What to do
Please retype the Scenic Mountain passage below word for word, from "A bare sun started" up to and including "blocking the sun.".

Article

==================================================

A bare sun started to beat us down. We made it to the top and rested in the shade of the restrooms building and checked our water situation. Lacking. It was time to head back. We went off trail one more time just because, and scrambled over flat grey rocks and around prickly pear and sagebrush. The wind turbines rotated hypnotically like pendulums under the clouds on the mesa ahead, and I watched them, transfixed again, with my hand blocking the sun.


I didn’t mention this earlier, but before we started the hike, I checked on the park website for any maps of trails and found something far better instead. The TPWD had a PDF on the Historic Rock Carvings of Scenic Mountain. In it, was a map of all of the historic carvings on bluffs and rocks around the park. Some from the 1880s, and some from the early 1900s by workers of the CCC who built this place. At the time, it was a tradition to climb to the top of Scenic Mountain and carve your name into the rock. There were pictures of carvings. Some were ornate. Others crude...And I thought to myself, ‘You know, it doesn’t matter how far you go back. Be it on any school desk, picnic table at a park, or on the rocks here at Scenic Mountain, it’s all the same. We carve and chisel our names to leave a mark. WE WERE HERE. We do it to remember, and to be remembered. To leave a sign, and leave something behind. The souls of everyone who carved their names in the stone here were alive in my mind today, and that was better than any hike. If we hadn’t stopped, we wouldn’t have heard the tree drop. We wouldn’t have run our hands over the etch marks. So, I encourage you to stop. Don’t shop. Stop. And leave your own mark behind. The place you visit will do the same to you.

==================================================

Data segment
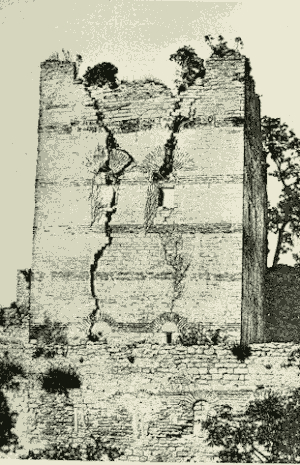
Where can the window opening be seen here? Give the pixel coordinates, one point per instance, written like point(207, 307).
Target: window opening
point(169, 338)
point(166, 197)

==================================================

Solution below
A bare sun started to beat us down. We made it to the top and rested in the shade of the restrooms building and checked our water situation. Lacking. It was time to head back. We went off trail one more time just because, and scrambled over flat grey rocks and around prickly pear and sagebrush. The wind turbines rotated hypnotically like pendulums under the clouds on the mesa ahead, and I watched them, transfixed again, with my hand blocking the sun.